• **TASK BRIEF**
Within the data below, find the string "small" and return each line where it occurs.

• **EXTRACTED DATA**
☆ ☆ ☆ ☆

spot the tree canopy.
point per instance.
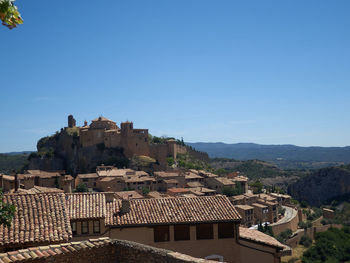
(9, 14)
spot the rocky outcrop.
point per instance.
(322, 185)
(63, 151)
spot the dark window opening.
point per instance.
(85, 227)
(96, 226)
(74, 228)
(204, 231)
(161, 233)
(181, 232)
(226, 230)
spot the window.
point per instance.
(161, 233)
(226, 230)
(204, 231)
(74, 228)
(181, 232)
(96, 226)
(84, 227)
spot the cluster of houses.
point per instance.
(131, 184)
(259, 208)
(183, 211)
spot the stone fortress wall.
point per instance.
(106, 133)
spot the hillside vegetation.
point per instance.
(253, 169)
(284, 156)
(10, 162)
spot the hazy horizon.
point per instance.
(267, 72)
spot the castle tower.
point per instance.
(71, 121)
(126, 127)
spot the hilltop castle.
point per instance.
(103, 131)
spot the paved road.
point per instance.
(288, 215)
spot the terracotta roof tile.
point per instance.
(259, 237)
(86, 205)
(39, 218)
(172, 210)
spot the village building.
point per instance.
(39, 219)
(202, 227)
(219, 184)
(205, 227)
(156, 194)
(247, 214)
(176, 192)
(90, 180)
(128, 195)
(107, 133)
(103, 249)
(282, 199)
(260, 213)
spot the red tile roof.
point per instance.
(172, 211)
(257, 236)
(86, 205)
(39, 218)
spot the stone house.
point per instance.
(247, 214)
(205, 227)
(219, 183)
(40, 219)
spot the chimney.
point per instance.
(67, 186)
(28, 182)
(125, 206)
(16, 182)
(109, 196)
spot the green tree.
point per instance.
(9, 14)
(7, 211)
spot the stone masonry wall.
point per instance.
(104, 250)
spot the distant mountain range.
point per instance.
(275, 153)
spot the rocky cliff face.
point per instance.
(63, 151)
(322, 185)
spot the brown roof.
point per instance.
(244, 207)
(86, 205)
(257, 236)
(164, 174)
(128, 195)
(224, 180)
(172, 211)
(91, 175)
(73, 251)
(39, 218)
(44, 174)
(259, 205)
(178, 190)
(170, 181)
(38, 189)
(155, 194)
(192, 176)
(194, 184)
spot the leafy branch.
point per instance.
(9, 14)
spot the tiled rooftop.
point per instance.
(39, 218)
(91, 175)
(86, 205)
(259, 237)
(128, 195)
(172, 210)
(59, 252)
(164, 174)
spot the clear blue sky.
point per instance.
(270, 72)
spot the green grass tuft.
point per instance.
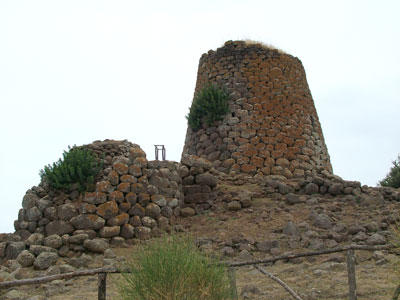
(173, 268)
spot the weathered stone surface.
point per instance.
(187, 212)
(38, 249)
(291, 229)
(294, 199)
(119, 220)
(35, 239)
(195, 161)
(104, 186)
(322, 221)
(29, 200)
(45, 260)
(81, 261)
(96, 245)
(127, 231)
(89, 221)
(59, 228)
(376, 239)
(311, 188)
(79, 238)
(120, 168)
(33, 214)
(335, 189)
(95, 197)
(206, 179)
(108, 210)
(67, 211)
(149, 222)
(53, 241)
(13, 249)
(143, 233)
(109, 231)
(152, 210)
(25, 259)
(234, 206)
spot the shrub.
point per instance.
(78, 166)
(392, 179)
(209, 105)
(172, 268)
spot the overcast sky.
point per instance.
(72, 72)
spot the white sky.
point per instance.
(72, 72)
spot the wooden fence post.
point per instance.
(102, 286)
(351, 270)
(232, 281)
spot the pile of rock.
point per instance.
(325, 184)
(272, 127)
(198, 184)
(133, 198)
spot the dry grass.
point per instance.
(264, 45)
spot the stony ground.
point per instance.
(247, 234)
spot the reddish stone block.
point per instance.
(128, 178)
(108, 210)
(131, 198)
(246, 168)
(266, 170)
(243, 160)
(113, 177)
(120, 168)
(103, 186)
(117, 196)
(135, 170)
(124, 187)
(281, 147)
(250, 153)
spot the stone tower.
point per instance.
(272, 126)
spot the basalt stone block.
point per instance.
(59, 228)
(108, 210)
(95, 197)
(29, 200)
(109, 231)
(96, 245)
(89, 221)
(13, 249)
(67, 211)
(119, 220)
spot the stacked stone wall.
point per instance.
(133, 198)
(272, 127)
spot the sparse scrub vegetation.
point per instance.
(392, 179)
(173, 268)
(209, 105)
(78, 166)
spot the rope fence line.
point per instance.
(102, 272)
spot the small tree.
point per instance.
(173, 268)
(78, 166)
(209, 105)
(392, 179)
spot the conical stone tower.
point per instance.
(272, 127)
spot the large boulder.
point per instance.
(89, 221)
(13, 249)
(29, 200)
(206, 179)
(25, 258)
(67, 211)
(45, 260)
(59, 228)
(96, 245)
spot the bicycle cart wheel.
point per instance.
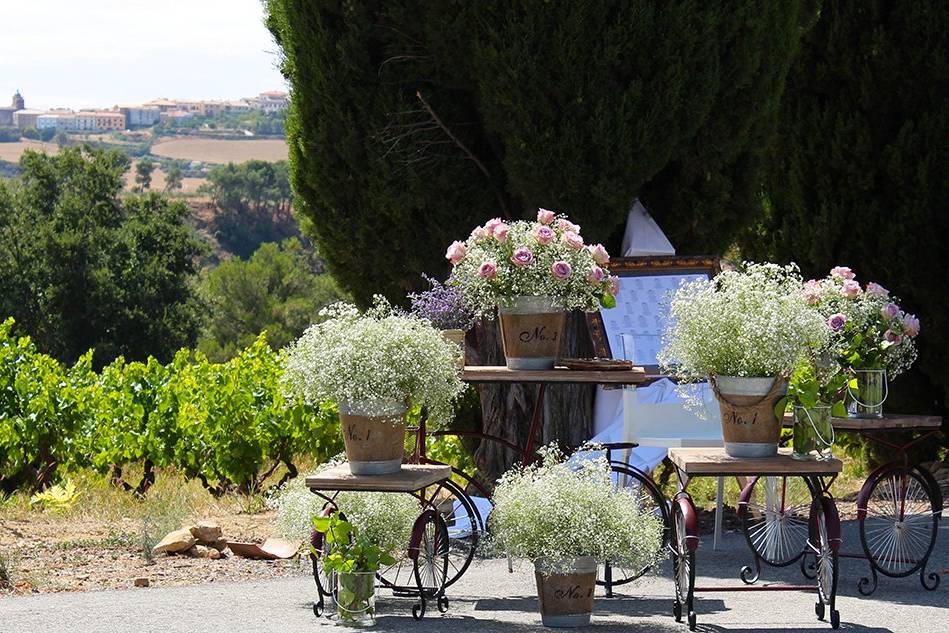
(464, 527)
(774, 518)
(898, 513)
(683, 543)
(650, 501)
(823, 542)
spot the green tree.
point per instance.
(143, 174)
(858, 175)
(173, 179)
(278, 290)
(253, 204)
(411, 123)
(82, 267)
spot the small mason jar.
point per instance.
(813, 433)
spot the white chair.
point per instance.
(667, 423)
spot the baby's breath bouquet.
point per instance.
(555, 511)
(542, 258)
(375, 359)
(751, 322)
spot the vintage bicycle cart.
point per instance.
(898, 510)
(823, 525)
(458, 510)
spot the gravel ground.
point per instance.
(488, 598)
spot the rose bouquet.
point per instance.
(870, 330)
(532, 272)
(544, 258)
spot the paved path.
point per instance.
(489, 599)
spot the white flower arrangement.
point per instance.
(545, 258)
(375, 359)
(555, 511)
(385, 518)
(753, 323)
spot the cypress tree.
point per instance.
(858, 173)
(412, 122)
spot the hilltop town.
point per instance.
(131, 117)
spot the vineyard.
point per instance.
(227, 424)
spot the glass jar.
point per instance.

☆ ☆ ☆ ☆

• **TASK ANSWER**
spot the small tree.
spot the small mason jar.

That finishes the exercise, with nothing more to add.